* _Required task 1_
Write out the stretch of the airbase ghosts article from "The ending of" through "the Axis forces.", unchanged.
* _Required task 2_
In the airbase ghosts article, what is the name of the fictional bomber airfield in Len Deighton's novel "Bomber"?

* _Document excerpt_
###

Military Ghosts – Lincolnshire’s and other Airbases

The following is the image description found at Aircrew and groundcrew of No. 428 (Ghost) Squadron, RCAF, with Avro Lancaster B.X aircraft KB760 NA:P “P-Peter,”: which flew the squadron’s 2,000th sortie, a raid on Bremen, Germany. Date(s): August 18, 1944
See page for author, Public domain, via Wikimedia Commons

The ending of Len Deighton’s meticulously researched novel “Bomber” is in my opinion some of the most poignant written words to appear in a book. He describes visiting the fictional bomber airfield of Warley Fen, walking up the steps into the decaying control tower and ending up writing a book about it. A visit on Google Earth reveals the remnants of many more than fifty airfields scattered throughout Lincolnshire, Yorkshire and Cambridgeshire. The buildings may have gone, but the ghostly outlines of runways, perry tracks and dispersals remain. And so according to legends do the spirits of some of the 55,000 young men who died during Bomber Command’s offensive against Germany and the Axis forces.

###

* _Given material_
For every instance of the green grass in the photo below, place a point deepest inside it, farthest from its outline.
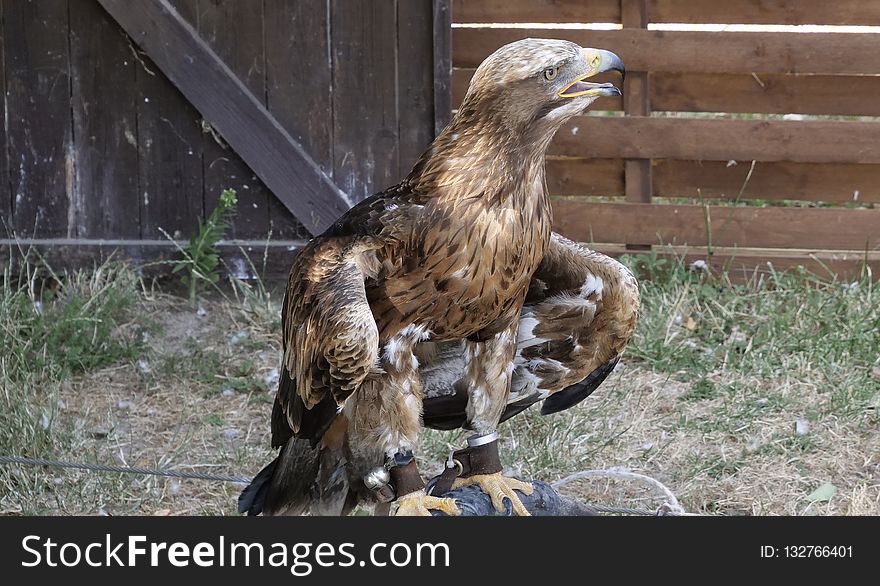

###

* _Final result 1_
The ending of Len Deighton’s meticulously researched novel “Bomber” is in my opinion some of the most poignant written words to appear in a book. He describes visiting the fictional bomber airfield of Warley Fen, walking up the steps into the decaying control tower and ending up writing a book about it. A visit on Google Earth reveals the remnants of many more than fifty airfields scattered throughout Lincolnshire, Yorkshire and Cambridgeshire. The buildings may have gone, but the ghostly outlines of runways, perry tracks and dispersals remain. And so according to legends do the spirits of some of the 55,000 young men who died during Bomber Command’s offensive against Germany and the Axis forces.

* _Final result 2_
Warley Fen